● RECORDS SUPPLIED
▬▬▬▬▬▬▬▬▬▬

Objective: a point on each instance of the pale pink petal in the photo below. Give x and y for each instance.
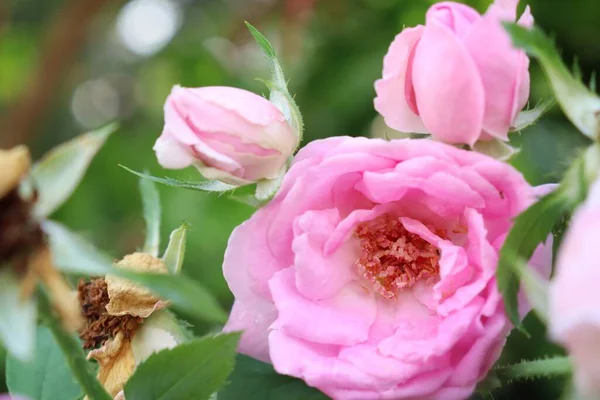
(319, 276)
(249, 242)
(319, 365)
(526, 19)
(171, 153)
(451, 98)
(502, 68)
(391, 101)
(456, 16)
(344, 319)
(252, 316)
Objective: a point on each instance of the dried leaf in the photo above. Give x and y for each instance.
(127, 297)
(14, 164)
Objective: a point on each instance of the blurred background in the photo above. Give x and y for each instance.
(68, 66)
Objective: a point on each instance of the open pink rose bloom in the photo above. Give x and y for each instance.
(371, 274)
(457, 77)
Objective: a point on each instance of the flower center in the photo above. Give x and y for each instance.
(393, 258)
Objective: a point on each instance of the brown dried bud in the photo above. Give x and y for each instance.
(128, 297)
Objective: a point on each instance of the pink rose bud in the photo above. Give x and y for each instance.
(229, 134)
(458, 77)
(574, 295)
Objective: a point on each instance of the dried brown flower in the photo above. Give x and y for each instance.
(100, 325)
(115, 308)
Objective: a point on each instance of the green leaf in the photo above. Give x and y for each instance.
(533, 225)
(529, 230)
(151, 203)
(255, 380)
(280, 96)
(46, 377)
(17, 317)
(496, 149)
(72, 351)
(185, 294)
(529, 117)
(175, 252)
(266, 188)
(59, 172)
(581, 105)
(201, 186)
(543, 368)
(73, 254)
(534, 286)
(160, 331)
(191, 371)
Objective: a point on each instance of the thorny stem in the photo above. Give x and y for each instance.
(541, 368)
(72, 351)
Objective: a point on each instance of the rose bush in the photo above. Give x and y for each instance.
(371, 274)
(458, 77)
(229, 134)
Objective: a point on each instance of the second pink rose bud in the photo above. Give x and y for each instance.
(229, 134)
(458, 77)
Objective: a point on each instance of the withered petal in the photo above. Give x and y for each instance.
(14, 164)
(116, 363)
(130, 298)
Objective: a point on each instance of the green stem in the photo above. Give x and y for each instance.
(543, 368)
(72, 351)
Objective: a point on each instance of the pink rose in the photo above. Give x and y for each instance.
(371, 273)
(458, 77)
(574, 294)
(229, 134)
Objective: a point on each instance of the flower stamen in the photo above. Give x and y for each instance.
(393, 258)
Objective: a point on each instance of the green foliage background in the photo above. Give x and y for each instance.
(332, 56)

▬▬▬▬▬▬▬▬▬▬

● EXERCISE DIRECTIONS
Write out each entry exactly as given, but skip the pictures.

● RESULT OF THIS EXERCISE
Objective: a point on each instance of the pale pink petal in the photo below. Give x and y for each instance.
(319, 276)
(249, 242)
(319, 365)
(526, 19)
(171, 153)
(451, 98)
(502, 68)
(391, 101)
(456, 16)
(344, 319)
(252, 316)
Objective: a point on each instance of the dried leaf in the photo above. Give x and y for each instance.
(127, 297)
(14, 164)
Objective: a point on each instance of the blurred background in the photo above. Give x and y for each instance.
(68, 66)
Objective: a point on each instance of the open pink rose bloom in the photo above. Give x and y for each instance.
(371, 274)
(457, 77)
Objective: a point on each instance of the flower center in the photo above. Give x and y for each instance.
(393, 258)
Objective: a point on each instance of the brown dried bud in the photo above. Give x and y for each instance.
(128, 297)
Objective: a point on each instance of the pink rose bud in the photo above. Give x and y for each instance.
(229, 134)
(458, 77)
(574, 295)
Objective: a point on each instance of the dried brown flower in the photo above. Give x and y for each instance.
(100, 325)
(115, 308)
Objective: a point on each instance of the green leaf in the photo above. Give x and y for each instance.
(533, 225)
(529, 230)
(151, 203)
(255, 380)
(280, 96)
(46, 377)
(17, 317)
(496, 149)
(72, 351)
(185, 294)
(529, 117)
(175, 252)
(266, 188)
(59, 172)
(581, 105)
(201, 186)
(543, 368)
(73, 254)
(534, 286)
(160, 331)
(191, 371)
Objective: a point on each instance of the thorny stem in the photo above. Give x and y for each instance.
(541, 368)
(72, 351)
Objective: a point on each instance of the rose bush in the photo above. Give x and y for each instance.
(371, 274)
(458, 77)
(229, 134)
Objective: a point on each instance of the second pink rose bud in the photo above. Give x and y for each instance.
(229, 134)
(458, 77)
Objective: a point on each instance of the withered petal in the photo above. Give x and y for each instance.
(14, 164)
(116, 363)
(130, 298)
Objective: a point on each instance of the green stem in the photo above. Give x and y for each instance.
(543, 368)
(72, 351)
Objective: a point on each instance of the pink rose in the photo above. Give x and y for each instance.
(371, 273)
(458, 77)
(574, 294)
(229, 134)
Objective: a point on each instance of the flower stamen in the photo above. Give x and y for each instance.
(393, 258)
Objective: a point on each instance of the green foliage background in the photo above. Give x and y for each instance.
(332, 56)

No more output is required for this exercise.